• Directions:
Nothing outside the range below should be printed. Output exactly the lines from the line with "Indicate a point per instance of the white" to the line with "Indicate a point per instance of the person holding", both included.

[Region pointing data]
+ + + +
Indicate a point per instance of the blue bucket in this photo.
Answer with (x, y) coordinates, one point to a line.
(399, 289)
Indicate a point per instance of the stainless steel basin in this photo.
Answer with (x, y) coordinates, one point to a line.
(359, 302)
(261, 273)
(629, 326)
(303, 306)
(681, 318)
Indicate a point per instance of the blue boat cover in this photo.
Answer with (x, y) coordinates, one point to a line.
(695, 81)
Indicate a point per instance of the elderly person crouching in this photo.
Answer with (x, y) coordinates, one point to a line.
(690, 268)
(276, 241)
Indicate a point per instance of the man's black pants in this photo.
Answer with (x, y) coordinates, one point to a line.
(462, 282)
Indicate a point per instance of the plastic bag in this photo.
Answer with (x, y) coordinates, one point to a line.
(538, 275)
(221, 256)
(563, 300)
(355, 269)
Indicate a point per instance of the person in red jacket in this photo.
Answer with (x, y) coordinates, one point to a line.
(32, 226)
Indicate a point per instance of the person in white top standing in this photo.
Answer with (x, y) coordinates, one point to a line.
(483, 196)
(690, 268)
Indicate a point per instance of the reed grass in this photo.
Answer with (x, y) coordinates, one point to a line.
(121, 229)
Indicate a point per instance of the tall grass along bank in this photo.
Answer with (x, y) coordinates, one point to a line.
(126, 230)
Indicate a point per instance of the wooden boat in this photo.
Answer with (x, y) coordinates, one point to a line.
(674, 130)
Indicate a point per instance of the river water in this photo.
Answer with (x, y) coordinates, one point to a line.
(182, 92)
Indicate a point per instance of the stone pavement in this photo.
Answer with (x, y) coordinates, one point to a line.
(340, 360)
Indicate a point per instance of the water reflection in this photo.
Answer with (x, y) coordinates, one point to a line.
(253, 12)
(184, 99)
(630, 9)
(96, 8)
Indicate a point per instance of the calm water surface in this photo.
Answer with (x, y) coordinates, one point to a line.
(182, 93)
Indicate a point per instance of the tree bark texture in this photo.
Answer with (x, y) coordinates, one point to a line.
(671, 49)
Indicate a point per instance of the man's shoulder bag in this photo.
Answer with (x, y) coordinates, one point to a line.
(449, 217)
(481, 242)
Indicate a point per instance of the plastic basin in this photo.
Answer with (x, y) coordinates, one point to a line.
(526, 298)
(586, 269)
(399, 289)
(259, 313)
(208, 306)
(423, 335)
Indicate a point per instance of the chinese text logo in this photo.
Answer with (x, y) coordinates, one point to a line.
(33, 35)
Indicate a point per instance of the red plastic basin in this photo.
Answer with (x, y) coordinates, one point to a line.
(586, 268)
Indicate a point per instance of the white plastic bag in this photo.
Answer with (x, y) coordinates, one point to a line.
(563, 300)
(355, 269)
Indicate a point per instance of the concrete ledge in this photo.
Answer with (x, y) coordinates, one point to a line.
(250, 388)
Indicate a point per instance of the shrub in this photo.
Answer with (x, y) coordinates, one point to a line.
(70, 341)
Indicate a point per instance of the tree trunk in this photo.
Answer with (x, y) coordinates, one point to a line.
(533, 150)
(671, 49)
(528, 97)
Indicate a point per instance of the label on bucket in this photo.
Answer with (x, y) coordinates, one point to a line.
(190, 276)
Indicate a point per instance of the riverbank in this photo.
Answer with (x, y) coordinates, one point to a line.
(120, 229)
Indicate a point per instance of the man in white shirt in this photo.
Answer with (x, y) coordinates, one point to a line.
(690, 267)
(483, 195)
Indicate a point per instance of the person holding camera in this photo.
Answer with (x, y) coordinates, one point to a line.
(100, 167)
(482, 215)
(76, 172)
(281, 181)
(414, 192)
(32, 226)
+ + + +
• Your solution:
Indicate a point per instance of the white plastic bag in this photo.
Answer with (x, y) coordinates, one point to a line.
(563, 300)
(355, 269)
Indicate a point per instance of the concrete ledge in this photo.
Answer with (x, y) coordinates, one point to a line.
(250, 388)
Indicate a point per instance of the shrub in this photo.
Answer with (x, y) coordinates, one point to a line.
(70, 341)
Indicate a point per instance of the tree trunk in this photo.
Answer with (x, y) coordinates, one point to a line.
(533, 150)
(671, 49)
(528, 97)
Indicate a point per instance of the label on bucket in this photo.
Answer with (x, y) coordinates, one point to a line.
(190, 276)
Indicate a point per instance of the riverbank in this photo.
Answer with (x, y) coordinates, one point to a line.
(120, 229)
Indicate a point per instance of the man in white shirt in this photo.
Answer with (x, y) coordinates, one point to a line.
(690, 267)
(483, 195)
Indicate a point per instance of the person holding camera in this photo.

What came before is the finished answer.